* begin Data rows *

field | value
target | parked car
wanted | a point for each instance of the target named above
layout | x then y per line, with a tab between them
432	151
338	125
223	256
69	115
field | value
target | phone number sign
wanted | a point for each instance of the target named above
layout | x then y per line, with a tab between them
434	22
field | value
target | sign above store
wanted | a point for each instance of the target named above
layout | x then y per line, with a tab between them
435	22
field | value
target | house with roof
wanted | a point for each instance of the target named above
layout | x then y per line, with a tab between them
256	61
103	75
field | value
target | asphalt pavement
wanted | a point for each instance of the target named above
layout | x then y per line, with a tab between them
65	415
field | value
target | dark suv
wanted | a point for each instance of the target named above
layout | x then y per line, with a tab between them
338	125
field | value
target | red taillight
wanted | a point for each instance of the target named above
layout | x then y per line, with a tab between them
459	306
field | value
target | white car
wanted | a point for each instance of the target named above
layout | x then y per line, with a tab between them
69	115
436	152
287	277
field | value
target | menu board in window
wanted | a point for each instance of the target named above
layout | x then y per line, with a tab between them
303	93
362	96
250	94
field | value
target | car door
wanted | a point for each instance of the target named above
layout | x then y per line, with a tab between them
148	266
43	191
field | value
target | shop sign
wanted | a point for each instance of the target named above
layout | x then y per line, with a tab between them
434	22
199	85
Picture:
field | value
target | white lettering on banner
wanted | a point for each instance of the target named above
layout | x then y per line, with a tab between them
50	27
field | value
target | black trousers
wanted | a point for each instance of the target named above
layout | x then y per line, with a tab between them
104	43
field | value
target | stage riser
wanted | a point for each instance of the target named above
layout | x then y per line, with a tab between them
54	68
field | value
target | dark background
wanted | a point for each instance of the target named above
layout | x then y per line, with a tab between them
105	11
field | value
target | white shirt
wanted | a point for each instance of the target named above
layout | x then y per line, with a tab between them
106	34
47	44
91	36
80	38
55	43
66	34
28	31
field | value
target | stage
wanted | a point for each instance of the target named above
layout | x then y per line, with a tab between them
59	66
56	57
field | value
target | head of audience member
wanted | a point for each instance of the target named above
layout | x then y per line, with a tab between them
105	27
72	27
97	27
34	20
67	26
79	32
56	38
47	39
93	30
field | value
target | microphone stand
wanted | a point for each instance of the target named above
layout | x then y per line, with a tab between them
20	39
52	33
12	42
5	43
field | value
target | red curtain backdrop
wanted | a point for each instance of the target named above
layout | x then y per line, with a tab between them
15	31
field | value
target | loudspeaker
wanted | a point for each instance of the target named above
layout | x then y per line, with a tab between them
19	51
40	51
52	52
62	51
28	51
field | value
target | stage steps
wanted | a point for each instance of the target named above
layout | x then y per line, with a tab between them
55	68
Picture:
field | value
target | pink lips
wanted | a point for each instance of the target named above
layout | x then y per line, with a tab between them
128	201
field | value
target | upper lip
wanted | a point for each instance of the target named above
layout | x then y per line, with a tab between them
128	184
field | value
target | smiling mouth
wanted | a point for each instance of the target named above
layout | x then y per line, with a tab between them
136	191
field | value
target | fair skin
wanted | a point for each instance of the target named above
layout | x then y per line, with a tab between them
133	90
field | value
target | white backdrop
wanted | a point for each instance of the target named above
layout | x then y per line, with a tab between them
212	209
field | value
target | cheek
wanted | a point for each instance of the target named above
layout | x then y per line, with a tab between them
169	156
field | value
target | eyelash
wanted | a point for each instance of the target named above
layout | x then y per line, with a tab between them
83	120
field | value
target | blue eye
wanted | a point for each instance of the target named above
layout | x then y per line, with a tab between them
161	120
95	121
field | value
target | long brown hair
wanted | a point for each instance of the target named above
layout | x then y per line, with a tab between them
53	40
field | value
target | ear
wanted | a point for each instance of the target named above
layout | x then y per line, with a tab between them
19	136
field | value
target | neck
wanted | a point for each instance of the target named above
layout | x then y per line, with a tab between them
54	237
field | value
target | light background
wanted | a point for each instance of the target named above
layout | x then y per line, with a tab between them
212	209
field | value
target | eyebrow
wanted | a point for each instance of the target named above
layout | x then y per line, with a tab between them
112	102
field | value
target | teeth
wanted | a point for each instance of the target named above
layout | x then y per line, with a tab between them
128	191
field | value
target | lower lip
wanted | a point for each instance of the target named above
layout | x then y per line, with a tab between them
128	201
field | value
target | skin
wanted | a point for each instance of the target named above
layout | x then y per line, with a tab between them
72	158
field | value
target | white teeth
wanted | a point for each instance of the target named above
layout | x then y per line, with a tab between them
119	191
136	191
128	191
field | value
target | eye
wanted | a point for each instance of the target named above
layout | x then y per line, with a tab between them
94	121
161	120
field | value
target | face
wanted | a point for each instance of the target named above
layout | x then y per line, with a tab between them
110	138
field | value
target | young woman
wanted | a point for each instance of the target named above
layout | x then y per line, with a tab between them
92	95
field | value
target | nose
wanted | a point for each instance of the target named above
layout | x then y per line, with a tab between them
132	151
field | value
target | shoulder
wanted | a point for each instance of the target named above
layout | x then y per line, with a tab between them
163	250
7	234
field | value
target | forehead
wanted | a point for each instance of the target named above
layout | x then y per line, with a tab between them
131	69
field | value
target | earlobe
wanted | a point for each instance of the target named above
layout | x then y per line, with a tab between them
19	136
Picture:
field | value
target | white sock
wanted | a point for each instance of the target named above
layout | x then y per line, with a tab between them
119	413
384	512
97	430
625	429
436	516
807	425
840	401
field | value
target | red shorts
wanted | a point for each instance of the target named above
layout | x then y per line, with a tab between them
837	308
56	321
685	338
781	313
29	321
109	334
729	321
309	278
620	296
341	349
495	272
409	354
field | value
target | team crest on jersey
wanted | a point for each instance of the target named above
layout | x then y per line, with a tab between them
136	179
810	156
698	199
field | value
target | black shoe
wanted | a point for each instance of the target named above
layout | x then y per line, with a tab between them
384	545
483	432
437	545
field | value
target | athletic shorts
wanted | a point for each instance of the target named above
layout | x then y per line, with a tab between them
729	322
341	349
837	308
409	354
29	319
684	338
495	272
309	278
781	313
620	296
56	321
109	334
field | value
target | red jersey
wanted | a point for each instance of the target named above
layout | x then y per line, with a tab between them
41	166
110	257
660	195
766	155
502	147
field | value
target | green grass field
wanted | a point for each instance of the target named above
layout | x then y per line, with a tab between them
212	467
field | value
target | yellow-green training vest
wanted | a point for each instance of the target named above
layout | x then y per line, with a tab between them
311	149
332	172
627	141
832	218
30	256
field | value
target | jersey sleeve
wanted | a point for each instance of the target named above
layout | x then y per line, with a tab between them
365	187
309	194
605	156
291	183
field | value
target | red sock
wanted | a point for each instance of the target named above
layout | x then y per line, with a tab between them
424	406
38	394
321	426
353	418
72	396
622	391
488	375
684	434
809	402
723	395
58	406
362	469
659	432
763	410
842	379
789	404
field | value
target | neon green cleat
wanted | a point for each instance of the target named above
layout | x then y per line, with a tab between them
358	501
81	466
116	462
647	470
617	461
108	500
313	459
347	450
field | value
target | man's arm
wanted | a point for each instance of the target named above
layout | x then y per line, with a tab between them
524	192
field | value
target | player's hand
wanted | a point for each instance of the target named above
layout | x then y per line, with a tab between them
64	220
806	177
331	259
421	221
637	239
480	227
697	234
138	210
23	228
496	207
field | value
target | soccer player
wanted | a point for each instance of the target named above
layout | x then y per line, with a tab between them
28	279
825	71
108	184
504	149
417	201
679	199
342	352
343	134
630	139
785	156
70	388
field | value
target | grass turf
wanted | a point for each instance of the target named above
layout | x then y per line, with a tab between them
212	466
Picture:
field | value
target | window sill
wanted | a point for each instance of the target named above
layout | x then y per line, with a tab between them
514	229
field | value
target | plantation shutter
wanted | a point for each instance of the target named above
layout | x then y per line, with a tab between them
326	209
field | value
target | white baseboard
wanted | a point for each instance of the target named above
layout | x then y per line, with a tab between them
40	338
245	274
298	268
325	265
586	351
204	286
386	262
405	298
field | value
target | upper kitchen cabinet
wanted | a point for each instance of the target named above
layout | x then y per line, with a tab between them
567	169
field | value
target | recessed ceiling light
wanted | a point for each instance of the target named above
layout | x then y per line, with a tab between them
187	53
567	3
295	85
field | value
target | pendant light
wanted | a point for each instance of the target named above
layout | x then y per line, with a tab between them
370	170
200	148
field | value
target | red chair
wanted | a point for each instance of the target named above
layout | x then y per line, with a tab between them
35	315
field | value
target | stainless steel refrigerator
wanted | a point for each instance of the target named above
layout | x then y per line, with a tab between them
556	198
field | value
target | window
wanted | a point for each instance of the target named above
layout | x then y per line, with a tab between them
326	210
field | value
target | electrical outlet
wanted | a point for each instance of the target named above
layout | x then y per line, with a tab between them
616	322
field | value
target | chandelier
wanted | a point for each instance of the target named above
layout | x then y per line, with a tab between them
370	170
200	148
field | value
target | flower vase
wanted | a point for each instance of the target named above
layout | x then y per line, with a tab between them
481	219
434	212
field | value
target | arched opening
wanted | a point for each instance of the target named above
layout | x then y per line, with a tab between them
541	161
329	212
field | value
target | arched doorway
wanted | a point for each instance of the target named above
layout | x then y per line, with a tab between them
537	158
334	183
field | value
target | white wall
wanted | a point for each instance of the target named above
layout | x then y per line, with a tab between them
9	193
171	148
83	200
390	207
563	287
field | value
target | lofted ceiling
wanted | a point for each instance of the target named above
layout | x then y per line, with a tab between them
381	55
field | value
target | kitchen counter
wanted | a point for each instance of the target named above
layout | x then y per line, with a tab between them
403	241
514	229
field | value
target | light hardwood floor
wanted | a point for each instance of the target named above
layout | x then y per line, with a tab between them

* end Data rows *

Requirements - Show every line of the entries above that contains the string "green", treating uppercase and lowercase letters as different.

Final answer -
target | green grass field
target | yellow-green training vest
target | neon green cleat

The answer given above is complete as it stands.